# Problem
From the listing below, select every line where the word "written" appears.

# Input
%%
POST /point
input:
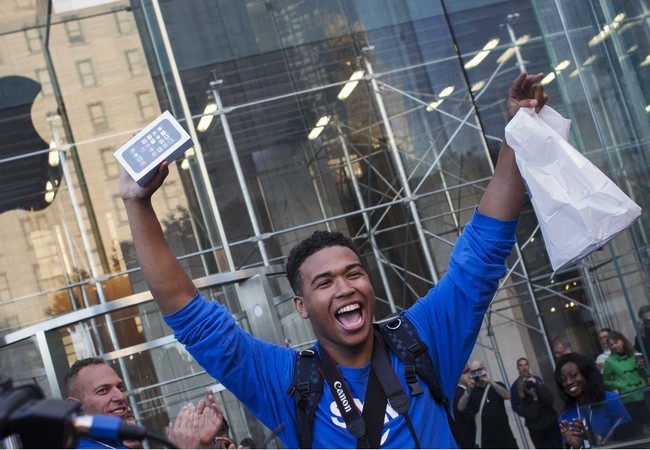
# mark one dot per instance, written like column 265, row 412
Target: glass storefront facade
column 378, row 119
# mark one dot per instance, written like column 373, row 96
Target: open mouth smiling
column 350, row 316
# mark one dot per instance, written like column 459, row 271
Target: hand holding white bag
column 578, row 208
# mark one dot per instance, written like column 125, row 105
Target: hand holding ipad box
column 162, row 140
%%
# Exercise result
# mark one dot per instance, written like column 265, row 412
# mark one dot per instance, written like column 373, row 96
# mark one dot per instance, written like column 459, row 271
# mark one dot per instance, written like column 125, row 105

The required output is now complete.